■ TASKS AND EXERCISES:
(1) Update the review comment below by replacing "deadlock" with "hang" in the part starting at "2) Partitions clear" and ending at "for each transition)", and give that part in full.
(2) According to the review comment below, why should the partition clear await be made asynchronous? Answer in one to three sentences.
(3) In the review comment below, how long did the reporter wait for completion?

[ 
https://issues.apache.org/jira/browse/IGNITE-6113?page=com.atlassian.jira.plugin.system.issuetabpanels:comment-tabpanel&focusedCommentId=16360722#comment-16360722
 ] 

Alexey Goncharuk commented on IGNITE-6113:
------------------------------------------

Pavel,

1) The code around clearFuture looks suspicious to me: some of the 
clearFuture.onDone() are sync-ed, some are not. Also, note that there is a 
clearFuture.listen(), and the listener may be called either inside the sync 
block, or outside (if the listener is invoked from another thread). In this 
case, the reset() call is likely unsynchronized with the listener chain 
invocation.
2) Partitions clear await is synchronous in system pool, we must avoid this. In 
best case this will lead to a significant performance drop, in worst case - to 
a deadlock. The wait should be asynchronous. We should probably also report 
some sort of partition clear progress (or at least have a metric/mbean 
indicating that rebalancing wont start because we are waiting for these 
partitions).
3) There is a suspicious getter remaining() in GridDhtPartitionDemander - the 
method is synchronized, but it returns a reference to a map. What if the map 
changes afterwards?
4) Please add a specific test which will reproduce the absence of PME when 
async eviction is happening. Also, we should add tests for the following 
partition state transitions:
MOVING->RENTING->MOVING->OWNING (add an optional node crash for each transition)
RENTING->MOVING->RENTING->EVICTED (add an optional node crash for each 
transition)

> Partition eviction prevents exchange from completion
> ----------------------------------------------------
>
>                 Key: IGNITE-6113
>                 URL: https://issues.apache.org/jira/browse/IGNITE-6113
>             Project: Ignite
>          Issue Type: Bug
>    Affects Versions: 2.1
>            Reporter: Vladislav Pyatkov
>            Assignee: Alexey Goncharuk
>            Priority: Major
>
> I has waited for 3 hours for completion without any success.
> exchange-worker is blocked.
> {noformat}
> "exchange-worker-#92%DPL_GRID%grid554.ca.sbrf.ru%" #173 prio=5 os_prio=0 
> tid=0x00007f0835c2e000 nid=0xb907 runnable [0x00007e74ab1d0000]
>    java.lang.Thread.State: TIMED_WAITING (parking)
>         at sun.misc.Unsafe.park(Native Method)
>         - parking to wait for  <0x00007efee630a7c0> (a 
> org.apache.ignite.internal.processors.cache.distributed.dht.GridDhtLocalPartition$1)
>         at 
> java.util.concurrent.locks.LockSupport.parkNanos(LockSupport.java:215)
>         at 
> java.util.concurrent.locks.AbstractQueuedSynchronizer.doAcquireSharedNanos(AbstractQueuedSynchronizer.java:1037)
>         at 
> java.util.concurrent.locks.AbstractQueuedSynchronizer.tryAcquireSharedNanos(AbstractQueuedSynchronizer.java:1328)

Boundary labeling items
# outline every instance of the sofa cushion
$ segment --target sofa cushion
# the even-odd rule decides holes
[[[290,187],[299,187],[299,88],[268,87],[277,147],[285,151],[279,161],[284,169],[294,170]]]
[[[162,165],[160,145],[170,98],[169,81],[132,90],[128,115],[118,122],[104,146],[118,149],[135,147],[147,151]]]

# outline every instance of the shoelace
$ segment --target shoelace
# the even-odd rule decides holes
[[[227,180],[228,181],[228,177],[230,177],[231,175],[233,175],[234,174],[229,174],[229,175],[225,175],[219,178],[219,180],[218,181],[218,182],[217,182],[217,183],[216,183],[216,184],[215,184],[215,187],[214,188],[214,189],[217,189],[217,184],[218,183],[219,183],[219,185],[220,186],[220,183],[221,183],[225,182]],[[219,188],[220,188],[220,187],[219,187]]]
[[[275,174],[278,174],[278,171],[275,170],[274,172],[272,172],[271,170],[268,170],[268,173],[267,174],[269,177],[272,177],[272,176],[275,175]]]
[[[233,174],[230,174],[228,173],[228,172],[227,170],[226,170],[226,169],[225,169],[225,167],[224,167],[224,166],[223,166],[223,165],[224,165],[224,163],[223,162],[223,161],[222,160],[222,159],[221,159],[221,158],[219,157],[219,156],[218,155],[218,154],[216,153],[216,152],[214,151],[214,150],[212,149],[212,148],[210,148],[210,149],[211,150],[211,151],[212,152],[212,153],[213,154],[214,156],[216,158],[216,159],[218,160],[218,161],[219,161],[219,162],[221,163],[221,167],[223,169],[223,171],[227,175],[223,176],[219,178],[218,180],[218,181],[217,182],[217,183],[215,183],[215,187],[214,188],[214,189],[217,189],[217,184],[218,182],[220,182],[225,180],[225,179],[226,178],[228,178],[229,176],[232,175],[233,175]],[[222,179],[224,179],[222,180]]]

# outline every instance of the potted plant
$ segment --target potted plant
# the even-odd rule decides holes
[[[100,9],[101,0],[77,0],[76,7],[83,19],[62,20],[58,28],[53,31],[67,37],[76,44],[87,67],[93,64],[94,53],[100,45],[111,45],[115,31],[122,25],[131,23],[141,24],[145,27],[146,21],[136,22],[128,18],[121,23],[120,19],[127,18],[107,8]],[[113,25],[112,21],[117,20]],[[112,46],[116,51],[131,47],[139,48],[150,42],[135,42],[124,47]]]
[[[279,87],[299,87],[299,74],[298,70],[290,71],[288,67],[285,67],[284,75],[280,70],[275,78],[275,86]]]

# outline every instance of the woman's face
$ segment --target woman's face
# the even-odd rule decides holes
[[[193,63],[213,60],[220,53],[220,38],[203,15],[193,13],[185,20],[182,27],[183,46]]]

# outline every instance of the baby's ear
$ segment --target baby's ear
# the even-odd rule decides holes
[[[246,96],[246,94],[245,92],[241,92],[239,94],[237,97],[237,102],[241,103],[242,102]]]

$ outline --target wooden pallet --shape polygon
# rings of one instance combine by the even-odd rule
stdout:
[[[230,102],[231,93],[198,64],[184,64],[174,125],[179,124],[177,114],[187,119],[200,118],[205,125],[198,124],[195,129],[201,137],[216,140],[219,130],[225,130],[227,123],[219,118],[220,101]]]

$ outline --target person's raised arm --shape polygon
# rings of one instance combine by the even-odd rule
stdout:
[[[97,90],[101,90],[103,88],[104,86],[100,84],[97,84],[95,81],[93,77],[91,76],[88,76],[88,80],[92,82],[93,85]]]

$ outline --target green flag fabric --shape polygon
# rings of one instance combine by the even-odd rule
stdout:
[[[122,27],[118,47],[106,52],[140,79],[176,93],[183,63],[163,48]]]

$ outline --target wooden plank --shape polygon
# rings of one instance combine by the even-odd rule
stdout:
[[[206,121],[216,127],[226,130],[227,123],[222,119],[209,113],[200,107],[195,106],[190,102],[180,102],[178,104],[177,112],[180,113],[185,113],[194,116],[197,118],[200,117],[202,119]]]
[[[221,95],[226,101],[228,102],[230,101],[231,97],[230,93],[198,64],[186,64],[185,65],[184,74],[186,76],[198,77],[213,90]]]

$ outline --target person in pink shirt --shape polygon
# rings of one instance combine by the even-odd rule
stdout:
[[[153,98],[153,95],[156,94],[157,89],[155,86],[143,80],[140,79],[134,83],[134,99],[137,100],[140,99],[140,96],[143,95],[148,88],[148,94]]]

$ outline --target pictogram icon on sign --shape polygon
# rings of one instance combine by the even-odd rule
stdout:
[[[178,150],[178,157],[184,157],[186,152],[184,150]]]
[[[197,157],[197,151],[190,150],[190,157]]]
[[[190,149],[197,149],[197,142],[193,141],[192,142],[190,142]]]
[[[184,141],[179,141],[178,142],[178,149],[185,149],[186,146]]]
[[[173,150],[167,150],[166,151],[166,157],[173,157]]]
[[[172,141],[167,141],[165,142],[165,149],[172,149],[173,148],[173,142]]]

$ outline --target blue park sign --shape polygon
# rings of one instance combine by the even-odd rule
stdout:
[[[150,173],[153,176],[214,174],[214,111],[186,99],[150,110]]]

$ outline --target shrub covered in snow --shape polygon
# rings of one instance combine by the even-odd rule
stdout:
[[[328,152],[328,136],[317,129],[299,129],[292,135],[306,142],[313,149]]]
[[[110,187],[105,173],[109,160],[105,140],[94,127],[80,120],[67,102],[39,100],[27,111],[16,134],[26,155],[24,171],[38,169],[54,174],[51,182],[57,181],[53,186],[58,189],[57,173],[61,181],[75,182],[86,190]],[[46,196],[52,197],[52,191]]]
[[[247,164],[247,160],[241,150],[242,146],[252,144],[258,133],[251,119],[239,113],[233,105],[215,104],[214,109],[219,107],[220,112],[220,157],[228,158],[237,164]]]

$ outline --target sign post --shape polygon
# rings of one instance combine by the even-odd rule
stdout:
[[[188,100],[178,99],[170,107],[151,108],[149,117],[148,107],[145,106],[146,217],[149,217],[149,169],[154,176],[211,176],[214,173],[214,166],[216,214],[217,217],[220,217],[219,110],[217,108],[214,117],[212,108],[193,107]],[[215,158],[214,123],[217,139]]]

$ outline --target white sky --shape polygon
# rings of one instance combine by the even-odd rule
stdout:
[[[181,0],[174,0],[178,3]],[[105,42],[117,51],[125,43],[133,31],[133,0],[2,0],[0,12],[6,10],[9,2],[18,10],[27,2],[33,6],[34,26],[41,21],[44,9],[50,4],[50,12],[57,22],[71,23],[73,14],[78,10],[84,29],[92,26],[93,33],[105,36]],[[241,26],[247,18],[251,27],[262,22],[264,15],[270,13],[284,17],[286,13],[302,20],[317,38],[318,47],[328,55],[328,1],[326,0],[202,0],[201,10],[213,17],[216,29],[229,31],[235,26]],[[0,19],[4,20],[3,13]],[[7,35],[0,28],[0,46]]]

■ ANSWERS BELOW:
(1)
2) Partitions clear await is synchronous in system pool, we must avoid this. In 
best case this will lead to a significant performance drop, in worst case - to 
a hang. The wait should be asynchronous. We should probably also report 
some sort of partition clear progress (or at least have a metric/mbean 
indicating that rebalancing wont start because we are waiting for these 
partitions).
3) There is a suspicious getter remaining() in GridDhtPartitionDemander - the 
method is synchronized, but it returns a reference to a map. What if the map 
changes afterwards?
4) Please add a specific test which will reproduce the absence of PME when 
async eviction is happening. Also, we should add tests for the following 
partition state transitions:
MOVING->RENTING->MOVING->OWNING (add an optional node crash for each transition)

(2) The wait currently happens synchronously in the system pool. At best this causes a significant performance drop, and at worst it leads to a deadlock.

(3) 3 hours.